I suspect my yapping about it is no more pleasant or useful than the noise made by a 10-pound Peka-Pom. But the most popular versions of Linux, like Mandrake, RedHat, and SusE, are so easy even a non-geek girl can use them. You can download 'em free, pay $30-$70 bucks for them in a package (complete with manuals), or order them on CD from my favorite and very reliable budget source. Why mess with either installing your own endless patches or sitting back and letting Mama Microsoft do it for you?

Posted by Claire @ 01:19 PM CST [Link]

Sunday, August 24, 2003

OKAY, DELAWARE. I'M SORRY. I said yesterday that Delaware's Free State Project report made me laugh. It did. But gotta clarify. What makes me laugh is that Delaware has so little support from its local libertarians that its state report had to be written by somebody who'd only driven through. I wasn't, however, laughing at that somebody -- Gary Snyder -- or his writing. As you see when you read the report, Gary's objective was to ... well, be objective. Opening with his lack of connection to the state laid the groundwork for his position. He presented the advantages of Delaware without the bias of a rah-rah resident, without subjectivity or sentimentality. And in that, he done good. It was a tough job, but somebody had to do it.

Posted by Claire @ 03:38 PM CST [Link]

Saturday, August 23, 2003

MULLING MY FREE STATE PROJECT BALLOT THIS MORNING OVER A CUP OF TEA. How marvelous it is to be holding this thing in my hands. Who'd have thought, just two years ago when Jason Sorens & Company had the horrendously bad timing to announce the FSP just before 9-11 drove it and everything else out of people's minds, that 5,000 of us would be making the Big Choice so soon (or ever)?

Merely to have gotten this far is astonishing.

Before I got the ballot, I thought my choice would be easy. In this voting you rank the 10 candidate states according to preference. I figured Montana first, Wyoming and Idaho next (because I'm a westerner), New Hampshire (because they've done such a darned good job of persuading Porcupines that even the east has its virtues) ... and after that, everybody else. Maybe with a four- or five-way tie for 10th place.

But now that I'm holding the ballot, I want to linger lovingly over it, as if it were a menu in the world's best restaurant. Reading the state reports that came with it, I revel in the virtues of Maine (Maine!) and South Dakota. About the only states that fail to convince are North Dakota (face it; no one would move there on purpose) and Delaware. Every time I read the Delaware report's opening line -- "I've rarely been to Delaware (just driven through, mostly)" -- I start laughing so hard I can't go on. Wow, what a ringing endorsement for poor old Delaware!

### [Source data]
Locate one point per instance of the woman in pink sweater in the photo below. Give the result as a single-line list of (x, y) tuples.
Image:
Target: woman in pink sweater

### [Problems to work on]
1. Transcribe the stretch of the Free State Project blog posts from "But now that" through "poor old Delaware!".
2. Pick up the Free State Project blog posts after their final sentence and continue writing them.

### [Answers for the exercise]
1.
But now that I'm holding the ballot, I want to linger lovingly over it, as if it were a menu in the world's best restaurant. Reading the state reports that came with it, I revel in the virtues of Maine (Maine!) and South Dakota. About the only states that fail to convince are North Dakota (face it; no one would move there on purpose) and Delaware. Every time I read the Delaware report's opening line -- "I've rarely been to Delaware (just driven through, mostly)" -- I start laughing so hard I can't go on. Wow, what a ringing endorsement for poor old Delaware!

2.
But to my surprise, the state that catches my imagination is Alaska. I used to want to live there when I was a kid. It seemed so exotic, so beautiful, so harsh ... and so far away. But be sensible. Alaska? Would 20,000 agree to move there for liberty's sake? I hadn't seriously considered it. It was going to be #5 in my balloting, only because so many other states seemed weaker. And because, well, it rates somewhere in my heart merely for being the Ultimate West. But then a friend whose brains I very much respect, and whom I'd figured all along as a Wyoming-Montana supporter, showed me her vote. Alaska, No. 1. And she piqued my curiosity and my curiosity fired my imagination. Vermont carry. Legal pot possession. Forty percent of the nation's fresh water. That endless ocean shore and long, long border with Canada (if it ever comes to secession -- which isn't the FSP's goal -- what could be better? And that border is perfect for free-market importing, as well). Low, low, low taxes. Big spaces with very few, and very independent people. And suddenly, all those kid desires for adventure and majestic beauty soared back into my heart.

Alaska ... hmmmm. No. 1? I dunno. But Alaska ...

Posted by Claire @ 10:46 AM CST [Link]

HOMELAND SECURITY (A TERM THAT STILL MAKES ME WANT TO SHOUT "ACHTUNG!") is now a full-fledged, capital-I Industry -- complete with trade associations and 444 registered lobbyists. Lobbyists. We're doomed. But then, we knew that. Let's get outa here before it's too late.

(Thanks, ever-reliable E.G.)

Posted by Claire @ 10:19 AM CST [Link]

Friday, August 22, 2003

"OH! YOU BETTER WATCH OUT ..."

"John Ashcroft is Coming to Town"

By Herb Strenz
Des Moines Register

(Via Declan McCullagh's Politech list.)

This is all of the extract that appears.